**Exercise prompt:**
Write out the whole R readability snippet again, keeping every character as it appears.

We can use the reticulate package to load the Python readability module to just get the clean, article text:

readability <- import("readability") # pip install readability-lxml

doc <- readability$Document(httr::content(res, as="text", endoding="UTF-8"))

doc$summary() %>%
  read_xml() %>%
  xml_text()
# [1] "Take a look at the dataThis is a phrase that comes up when you first get a dataset.It is also ambiguous. Does it mean to do some exploratory modelling? Or make some histograms, scatterplots, and boxplots? Is it both?Starting down either path, you often encounter the non-trivial growing pains of working with a new dataset. The mix ups of data types – height in cm coded as a factor, categories are numerics with decimals, strings are datetimes, and somehow datetime is one long number. And let's not forget everyone's favourite: missing data.These growing pains often get in the way of your basic modelling or graphical exploration. So, sometimes you can't even start to take a look at the data, and that is frustrating.The visdat package aims to make this preliminary part of analysis easier. It focuses on creating visualisations of whole dataframes, to make it easy and fun for you to \"get a look at the data\".Making visdat was fun, and it was easy to use. But I couldn't help but think that maybe visdat could be more. I felt like the code was a little sloppy, and that it could be better. I wanted to know whether others found it useful.What I needed was someone to sit down and read over it, and tell me what they thought. And hey, a publication out of this would certainly be great.Too much to ask, perhaps? No. Turns out, not at all. This is what the rOpenSci onboarding process provides.rOpenSci onboarding basicsOnboarding a package onto rOpenSci is an open peer review of an R package. If successful, the package is migrated to rOpenSci, with the option of putting it through an accelerated publication with JOSS.What's in it for the author?Feedback on your packageSupport from rOpenSci membersMaintain ownership of your packagePublicity from it being under rOpenSciContribute something to rOpenSciPotentially a publicationWhat can rOpenSci do that CRAN cannot?The rOpenSci onboarding process provides a stamp of quality on a package that you do not necessarily get when a package is on CRAN 1. Here's what rOpenSci does that CRAN cannot:Assess documentation readability / usabilityProvide a code review to find weak points / points of improvementDetermine whether a package is overlapping with another.

(Collected data entries)
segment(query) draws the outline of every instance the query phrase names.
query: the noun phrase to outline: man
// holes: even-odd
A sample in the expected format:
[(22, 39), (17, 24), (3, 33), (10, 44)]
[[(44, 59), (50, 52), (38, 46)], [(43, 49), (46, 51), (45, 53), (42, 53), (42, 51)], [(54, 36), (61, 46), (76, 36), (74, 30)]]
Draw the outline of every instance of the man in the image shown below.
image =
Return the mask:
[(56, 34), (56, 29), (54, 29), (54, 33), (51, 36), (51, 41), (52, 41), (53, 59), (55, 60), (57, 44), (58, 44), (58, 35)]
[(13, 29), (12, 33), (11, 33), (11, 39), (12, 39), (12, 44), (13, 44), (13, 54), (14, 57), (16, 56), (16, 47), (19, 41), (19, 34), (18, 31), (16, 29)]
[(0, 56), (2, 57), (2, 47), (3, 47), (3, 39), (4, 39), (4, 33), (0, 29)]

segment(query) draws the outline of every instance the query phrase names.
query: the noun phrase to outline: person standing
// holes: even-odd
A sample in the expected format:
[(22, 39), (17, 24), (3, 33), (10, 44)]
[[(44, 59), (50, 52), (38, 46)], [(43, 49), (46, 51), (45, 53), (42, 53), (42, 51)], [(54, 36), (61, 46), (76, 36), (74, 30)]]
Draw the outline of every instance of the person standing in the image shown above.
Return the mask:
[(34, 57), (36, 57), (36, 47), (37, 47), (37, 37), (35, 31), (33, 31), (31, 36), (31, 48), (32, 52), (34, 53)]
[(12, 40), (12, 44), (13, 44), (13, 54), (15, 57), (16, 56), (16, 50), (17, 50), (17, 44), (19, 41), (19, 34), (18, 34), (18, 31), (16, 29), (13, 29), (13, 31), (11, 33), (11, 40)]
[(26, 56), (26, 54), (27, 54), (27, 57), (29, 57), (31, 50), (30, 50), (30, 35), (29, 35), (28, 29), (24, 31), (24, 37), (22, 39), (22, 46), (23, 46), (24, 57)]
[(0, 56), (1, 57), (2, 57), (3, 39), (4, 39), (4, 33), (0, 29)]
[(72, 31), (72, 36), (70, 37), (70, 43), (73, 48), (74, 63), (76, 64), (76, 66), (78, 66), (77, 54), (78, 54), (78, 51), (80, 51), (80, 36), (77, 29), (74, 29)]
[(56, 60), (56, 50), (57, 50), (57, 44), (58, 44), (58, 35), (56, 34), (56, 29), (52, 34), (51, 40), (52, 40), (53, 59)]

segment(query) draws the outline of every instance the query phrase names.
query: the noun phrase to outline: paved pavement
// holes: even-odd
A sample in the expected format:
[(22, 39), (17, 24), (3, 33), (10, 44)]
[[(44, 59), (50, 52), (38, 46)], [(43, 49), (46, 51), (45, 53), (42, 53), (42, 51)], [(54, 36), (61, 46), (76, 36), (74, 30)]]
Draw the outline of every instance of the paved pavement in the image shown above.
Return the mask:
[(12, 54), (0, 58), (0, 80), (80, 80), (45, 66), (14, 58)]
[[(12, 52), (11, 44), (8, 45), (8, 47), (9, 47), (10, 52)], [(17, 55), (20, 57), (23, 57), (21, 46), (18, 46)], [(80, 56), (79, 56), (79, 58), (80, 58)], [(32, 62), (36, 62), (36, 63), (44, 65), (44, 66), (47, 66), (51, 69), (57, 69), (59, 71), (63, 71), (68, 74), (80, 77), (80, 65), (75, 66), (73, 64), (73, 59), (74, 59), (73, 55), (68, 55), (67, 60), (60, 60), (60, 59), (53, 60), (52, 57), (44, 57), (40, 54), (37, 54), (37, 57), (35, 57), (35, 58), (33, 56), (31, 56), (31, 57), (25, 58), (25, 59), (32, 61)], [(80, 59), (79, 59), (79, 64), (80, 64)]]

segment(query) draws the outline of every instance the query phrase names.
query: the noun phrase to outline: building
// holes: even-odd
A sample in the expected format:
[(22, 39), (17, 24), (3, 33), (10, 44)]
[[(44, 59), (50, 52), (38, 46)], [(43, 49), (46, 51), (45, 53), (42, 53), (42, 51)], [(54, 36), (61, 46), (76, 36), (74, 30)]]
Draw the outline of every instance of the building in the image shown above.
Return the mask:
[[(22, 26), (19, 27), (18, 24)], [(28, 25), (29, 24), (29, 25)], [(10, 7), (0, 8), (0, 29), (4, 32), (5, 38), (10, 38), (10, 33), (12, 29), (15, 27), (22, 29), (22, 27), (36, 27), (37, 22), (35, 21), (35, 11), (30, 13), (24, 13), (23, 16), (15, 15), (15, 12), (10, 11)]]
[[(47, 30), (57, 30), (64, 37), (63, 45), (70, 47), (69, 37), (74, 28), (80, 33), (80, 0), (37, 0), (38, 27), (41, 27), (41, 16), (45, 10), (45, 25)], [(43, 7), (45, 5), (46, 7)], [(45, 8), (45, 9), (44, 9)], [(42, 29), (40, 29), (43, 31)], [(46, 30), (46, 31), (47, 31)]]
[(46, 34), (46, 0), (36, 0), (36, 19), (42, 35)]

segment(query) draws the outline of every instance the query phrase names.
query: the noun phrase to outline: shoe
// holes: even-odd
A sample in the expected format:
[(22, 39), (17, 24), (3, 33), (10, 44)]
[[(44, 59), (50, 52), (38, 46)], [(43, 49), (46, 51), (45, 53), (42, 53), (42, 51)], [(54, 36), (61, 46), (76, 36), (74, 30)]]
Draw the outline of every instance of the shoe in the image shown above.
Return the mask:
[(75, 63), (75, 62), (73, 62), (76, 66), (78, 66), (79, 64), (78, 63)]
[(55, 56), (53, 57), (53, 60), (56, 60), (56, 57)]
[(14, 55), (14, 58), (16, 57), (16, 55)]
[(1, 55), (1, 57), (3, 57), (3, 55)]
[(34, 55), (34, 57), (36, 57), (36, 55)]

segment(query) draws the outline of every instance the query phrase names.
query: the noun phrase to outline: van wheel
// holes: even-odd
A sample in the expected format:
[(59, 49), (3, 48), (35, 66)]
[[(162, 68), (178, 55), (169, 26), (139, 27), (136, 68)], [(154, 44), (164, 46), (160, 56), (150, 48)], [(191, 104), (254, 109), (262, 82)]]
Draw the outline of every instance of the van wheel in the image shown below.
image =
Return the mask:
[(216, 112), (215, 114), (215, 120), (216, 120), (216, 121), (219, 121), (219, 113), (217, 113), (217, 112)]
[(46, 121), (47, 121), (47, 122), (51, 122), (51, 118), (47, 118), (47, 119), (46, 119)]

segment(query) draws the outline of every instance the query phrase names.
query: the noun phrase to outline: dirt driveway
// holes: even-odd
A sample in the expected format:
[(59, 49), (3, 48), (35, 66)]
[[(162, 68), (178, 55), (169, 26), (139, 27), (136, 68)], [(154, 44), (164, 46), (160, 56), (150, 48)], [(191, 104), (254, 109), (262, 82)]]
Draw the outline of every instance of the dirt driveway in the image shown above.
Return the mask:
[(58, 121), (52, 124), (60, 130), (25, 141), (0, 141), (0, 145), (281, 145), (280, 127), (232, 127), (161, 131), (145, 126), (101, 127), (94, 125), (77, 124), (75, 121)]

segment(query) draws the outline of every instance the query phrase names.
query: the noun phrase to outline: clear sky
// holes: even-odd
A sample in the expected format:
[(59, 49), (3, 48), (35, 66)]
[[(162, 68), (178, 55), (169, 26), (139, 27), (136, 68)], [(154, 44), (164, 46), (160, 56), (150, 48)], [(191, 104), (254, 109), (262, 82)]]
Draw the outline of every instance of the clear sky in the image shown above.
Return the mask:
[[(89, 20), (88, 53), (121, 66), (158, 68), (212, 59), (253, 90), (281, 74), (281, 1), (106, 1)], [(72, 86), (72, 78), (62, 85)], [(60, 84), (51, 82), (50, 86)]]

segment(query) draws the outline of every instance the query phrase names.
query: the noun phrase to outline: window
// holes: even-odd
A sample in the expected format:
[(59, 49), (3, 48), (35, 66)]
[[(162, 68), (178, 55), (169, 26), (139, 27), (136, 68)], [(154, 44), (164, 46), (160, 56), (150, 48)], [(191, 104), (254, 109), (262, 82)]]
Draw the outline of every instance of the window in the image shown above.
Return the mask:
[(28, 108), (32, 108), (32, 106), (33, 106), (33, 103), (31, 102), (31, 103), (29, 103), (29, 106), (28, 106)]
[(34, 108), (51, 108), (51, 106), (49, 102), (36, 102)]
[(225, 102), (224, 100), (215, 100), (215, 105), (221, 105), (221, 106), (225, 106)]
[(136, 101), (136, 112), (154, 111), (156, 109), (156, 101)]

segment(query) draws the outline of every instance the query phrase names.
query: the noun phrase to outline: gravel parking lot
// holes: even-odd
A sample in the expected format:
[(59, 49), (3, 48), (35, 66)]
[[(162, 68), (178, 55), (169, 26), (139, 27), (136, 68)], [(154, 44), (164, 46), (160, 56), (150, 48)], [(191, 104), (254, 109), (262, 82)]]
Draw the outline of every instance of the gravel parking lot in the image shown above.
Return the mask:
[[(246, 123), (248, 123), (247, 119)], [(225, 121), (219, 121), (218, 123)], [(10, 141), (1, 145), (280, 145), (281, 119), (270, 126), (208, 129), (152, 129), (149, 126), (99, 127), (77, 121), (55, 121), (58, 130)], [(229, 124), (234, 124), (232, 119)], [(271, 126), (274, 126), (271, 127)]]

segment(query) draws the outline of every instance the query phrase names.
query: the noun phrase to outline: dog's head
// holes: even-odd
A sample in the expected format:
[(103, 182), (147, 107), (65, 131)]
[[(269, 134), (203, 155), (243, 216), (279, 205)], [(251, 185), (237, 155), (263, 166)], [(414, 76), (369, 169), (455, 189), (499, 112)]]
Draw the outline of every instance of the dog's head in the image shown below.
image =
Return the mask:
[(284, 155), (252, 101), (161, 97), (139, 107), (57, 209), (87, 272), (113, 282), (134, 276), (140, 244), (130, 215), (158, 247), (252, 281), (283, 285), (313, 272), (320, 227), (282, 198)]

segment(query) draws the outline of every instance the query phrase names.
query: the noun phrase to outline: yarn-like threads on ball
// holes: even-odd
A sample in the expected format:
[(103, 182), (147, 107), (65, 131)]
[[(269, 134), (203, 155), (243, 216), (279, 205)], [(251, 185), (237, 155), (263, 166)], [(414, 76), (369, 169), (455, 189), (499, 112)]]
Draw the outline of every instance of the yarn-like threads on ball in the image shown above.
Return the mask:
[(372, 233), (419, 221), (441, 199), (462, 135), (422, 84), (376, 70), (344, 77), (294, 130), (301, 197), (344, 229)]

--

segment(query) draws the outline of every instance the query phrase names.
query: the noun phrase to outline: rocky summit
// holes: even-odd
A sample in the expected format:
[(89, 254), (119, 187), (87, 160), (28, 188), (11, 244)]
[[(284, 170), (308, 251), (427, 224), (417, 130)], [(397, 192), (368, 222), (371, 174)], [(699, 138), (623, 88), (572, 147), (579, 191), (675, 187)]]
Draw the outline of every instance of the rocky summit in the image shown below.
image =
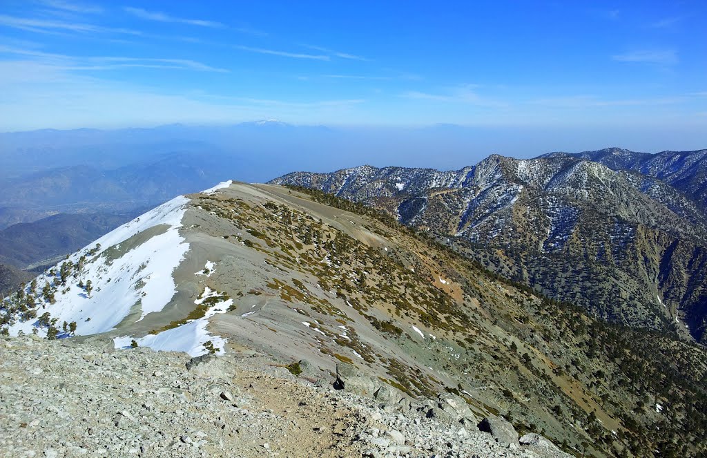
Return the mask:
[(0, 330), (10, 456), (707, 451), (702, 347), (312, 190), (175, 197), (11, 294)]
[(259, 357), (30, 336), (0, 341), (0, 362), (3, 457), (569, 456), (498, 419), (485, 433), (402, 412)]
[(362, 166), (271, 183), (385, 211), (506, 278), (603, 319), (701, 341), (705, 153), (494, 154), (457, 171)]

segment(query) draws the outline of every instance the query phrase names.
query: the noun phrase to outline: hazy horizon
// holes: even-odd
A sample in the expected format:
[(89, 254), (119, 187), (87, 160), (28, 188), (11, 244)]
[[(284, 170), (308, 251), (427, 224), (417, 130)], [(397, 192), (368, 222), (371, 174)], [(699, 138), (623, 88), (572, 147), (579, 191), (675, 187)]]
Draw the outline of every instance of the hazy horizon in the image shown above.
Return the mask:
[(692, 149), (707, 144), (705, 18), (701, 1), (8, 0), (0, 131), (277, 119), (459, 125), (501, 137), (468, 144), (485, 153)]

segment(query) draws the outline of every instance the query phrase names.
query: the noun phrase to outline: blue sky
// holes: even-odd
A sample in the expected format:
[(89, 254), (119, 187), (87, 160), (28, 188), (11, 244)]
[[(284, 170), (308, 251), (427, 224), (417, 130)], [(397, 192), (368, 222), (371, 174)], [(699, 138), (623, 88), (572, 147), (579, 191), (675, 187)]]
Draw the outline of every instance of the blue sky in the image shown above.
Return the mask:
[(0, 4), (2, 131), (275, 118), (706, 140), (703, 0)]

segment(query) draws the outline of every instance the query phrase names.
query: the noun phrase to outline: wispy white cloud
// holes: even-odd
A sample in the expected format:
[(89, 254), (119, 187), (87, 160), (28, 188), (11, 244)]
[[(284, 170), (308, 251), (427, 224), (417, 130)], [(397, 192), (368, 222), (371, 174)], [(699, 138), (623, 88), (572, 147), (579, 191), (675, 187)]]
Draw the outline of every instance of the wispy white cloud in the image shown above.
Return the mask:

**Solved problem:**
We can use the reticulate package to load the Python readability module to just get the clean, article text:

readability <- import("readability") # pip install readability-lxml

doc <- readability$Document(httr::content(res, as="text", endoding="UTF-8"))

doc$summary() %>%
  read_xml() %>%
  xml_text()
# [1] "Take a look at the dataThis is a phrase that comes up when you first get a dataset.It is also ambiguous. Does it mean to do some exploratory modelling? Or make some histograms, scatterplots, and boxplots? Is it both?Starting down either path, you often encounter the non-trivial growing pains of working with a new dataset. The mix ups of data types – height in cm coded as a factor, categories are numerics with decimals, strings are datetimes, and somehow datetime is one long number. And let's not forget everyone's favourite: missing data.These growing pains often get in the way of your basic modelling or graphical exploration. So, sometimes you can't even start to take a look at the data, and that is frustrating.The visdat package aims to make this preliminary part of analysis easier. It focuses on creating visualisations of whole dataframes, to make it easy and fun for you to \"get a look at the data\".Making visdat was fun, and it was easy to use. But I couldn't help but think that maybe visdat could be more. I felt like the code was a little sloppy, and that it could be better. I wanted to know whether others found it useful.What I needed was someone to sit down and read over it, and tell me what they thought. And hey, a publication out of this would certainly be great.Too much to ask, perhaps? No. Turns out, not at all. This is what the rOpenSci onboarding process provides.rOpenSci onboarding basicsOnboarding a package onto rOpenSci is an open peer review of an R package. If successful, the package is migrated to rOpenSci, with the option of putting it through an accelerated publication with JOSS.What's in it for the author?Feedback on your packageSupport from rOpenSci membersMaintain ownership of your packagePublicity from it being under rOpenSciContribute something to rOpenSciPotentially a publicationWhat can rOpenSci do that CRAN cannot?The rOpenSci onboarding process provides a stamp of quality on a package that you do not necessarily get when a package is on CRAN 1. Here's what rOpenSci does that CRAN cannot:Assess documentation readability / usabilityProvide a code review to find weak points / points of improvementDetermine whether a package is overlapping with another.